I couldn’t keep a straight face to sustain the joke, of course, but the interaction boosted my spirits. Isn’t it funny how a few kind words even from a stranger can make you feel good? It’s something to remember, a power we all possess. Here I’d been thinking that Monte and I were broken, bedraggled, and decidedly over the hill, and this young woman saw us as attractive and robust. I walked away a little taller and straighter after that. 

These bits of brightness matter. Continuing our stroll around Lompoc, we wandered into Certain Sparks, a music school and recording studio. There were colorful guitars hanging on the wall, drums and cymbals waiting in silence, music books and microphones, a sense of promise everywhere. A fledgling guitarist was practicing in an upstairs room, and fragments of a tune drifted toward us. This place is magic, I thought. Music is born and encouraged in here, and from such starts, who knows what dreams might follow? 

It was a beautiful evening, and I kept turning up delights, marveling at the loveliness of our tired old planet, the sweet morsels and memories in the air, the way it still felt good to have both feet on the ground walking with someone I love at my side. But this evening had come in the wake of a deeply disturbing day, and I have to admit that it is difficult to fully immerse oneself in joy when things have become so dire. 

In this blog of amazement and wonder and gratitude, I must acknowledge a contradiction: I am also sad and angry. There is a dual awareness in each moment, as my heart is infected with the toxicity of the current politics, and “politics” is an insufficient word for the existential threat that has arisen, for the contempt and cruelty, the hate and hypocrisy. I didn’t know that our democracy could be undermined so quickly, and I’m heartbroken by the compliance, capitulation, and betrayal.

Now, in the aftermath of yet another shooting, instead of reason or efforts to shed light, seek solutions, and heal the broken soul of our nation, there are incendiary accusations. No one I know is applauding murder, but this is the divisive lie being perpetrated, and this is what we have as “leadership” today: ugly, vindictive distortions of reality, and a brazen grasping for more power. Each day brings new violations of the Constitution, the lessons of history, and the fundamental ideals of democracy, compassion, and shared humanity. How has it gotten this far? Have I overestimated the collective intelligence and decency of people? Sometimes I feel so low, I can barely get going.
= = = = =
## Work instruction 1
In the blog excerpt, what is the name of the music school and recording studio the writer and Monte wandered into in Lompoc?
## Work instruction 2
Carry on the blog excerpt about the evening walk in Lompoc, picking up after its final sentence.

(Referring expression data)
= = = = =
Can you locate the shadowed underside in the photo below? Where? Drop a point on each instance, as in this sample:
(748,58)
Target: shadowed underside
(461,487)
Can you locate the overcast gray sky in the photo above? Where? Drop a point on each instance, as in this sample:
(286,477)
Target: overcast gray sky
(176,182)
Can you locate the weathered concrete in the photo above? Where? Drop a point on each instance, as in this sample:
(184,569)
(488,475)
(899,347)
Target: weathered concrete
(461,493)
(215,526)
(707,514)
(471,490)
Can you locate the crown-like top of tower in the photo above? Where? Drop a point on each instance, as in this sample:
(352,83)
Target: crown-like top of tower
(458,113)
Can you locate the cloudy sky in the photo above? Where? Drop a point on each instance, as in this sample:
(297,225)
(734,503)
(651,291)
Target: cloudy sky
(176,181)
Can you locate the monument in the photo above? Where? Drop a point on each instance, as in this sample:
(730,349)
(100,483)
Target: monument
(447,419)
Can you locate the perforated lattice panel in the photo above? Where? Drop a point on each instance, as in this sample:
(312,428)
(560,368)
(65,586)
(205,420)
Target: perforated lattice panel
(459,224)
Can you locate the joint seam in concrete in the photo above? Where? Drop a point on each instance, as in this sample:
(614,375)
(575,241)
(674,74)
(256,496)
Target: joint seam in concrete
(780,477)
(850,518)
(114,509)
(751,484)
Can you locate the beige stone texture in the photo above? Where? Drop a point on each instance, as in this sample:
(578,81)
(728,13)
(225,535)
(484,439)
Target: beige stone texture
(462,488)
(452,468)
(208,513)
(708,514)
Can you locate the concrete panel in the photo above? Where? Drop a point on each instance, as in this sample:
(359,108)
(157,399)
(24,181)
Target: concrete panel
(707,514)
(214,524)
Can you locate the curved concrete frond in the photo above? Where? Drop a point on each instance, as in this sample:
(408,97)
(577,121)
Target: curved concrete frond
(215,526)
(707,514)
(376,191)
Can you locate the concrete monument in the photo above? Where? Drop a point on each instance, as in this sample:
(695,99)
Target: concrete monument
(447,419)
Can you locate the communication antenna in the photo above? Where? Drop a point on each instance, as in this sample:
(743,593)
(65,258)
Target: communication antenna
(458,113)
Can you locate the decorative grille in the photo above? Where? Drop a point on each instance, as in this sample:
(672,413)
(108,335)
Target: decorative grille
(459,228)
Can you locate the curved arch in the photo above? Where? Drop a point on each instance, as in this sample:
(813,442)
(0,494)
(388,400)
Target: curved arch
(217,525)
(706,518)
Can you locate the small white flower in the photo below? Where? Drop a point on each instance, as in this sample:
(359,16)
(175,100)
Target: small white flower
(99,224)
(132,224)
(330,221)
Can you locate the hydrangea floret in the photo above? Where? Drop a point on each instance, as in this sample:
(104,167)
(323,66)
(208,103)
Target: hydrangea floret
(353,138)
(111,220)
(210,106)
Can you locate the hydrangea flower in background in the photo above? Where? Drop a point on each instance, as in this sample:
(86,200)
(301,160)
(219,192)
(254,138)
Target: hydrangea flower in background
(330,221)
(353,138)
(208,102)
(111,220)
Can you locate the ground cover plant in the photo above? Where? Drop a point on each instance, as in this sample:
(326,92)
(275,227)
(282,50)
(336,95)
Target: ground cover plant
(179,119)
= = = = =
## Written answer 1
Certain Sparks

## Written answer 2
And yet I also know that getting stalled and overwhelmed is exactly how to be defeated, and there are many millions of us who are seeing all this clearly, speaking out, taking action, seeking strategies and gathering strength, and we cannot give up.

So let us not give up, whatever that means. We each have something to offer, and we must keep on doing whatever is required of us. 

In this, my personal time of reinvention and transition, I hope I can attain the patience and equanimity to sustain the struggle over the long run, doing what needs doing, but welcoming delight. Maybe I’ll become like that cat, calm and confident. I hope the new landscape that defines me will render me resilient but pliant, open to surprise, still lit by the outrageous faith of my ancestors. 

I found this poem by Jack Gilbert that suits me fine, a declaration for my new way of being: 

I spend the days deciding

on a commemorative poem.

Not, luckily, an epitaph.

A quiet poem

to establish the fact of me.

As one of the incidental faces

in those stone processions.

Carefully done.

Not claiming that I was

at any of the great victories.

But that I volunteered.

I hereby quietly re-establish the fact of me. And may it be true to say I tried.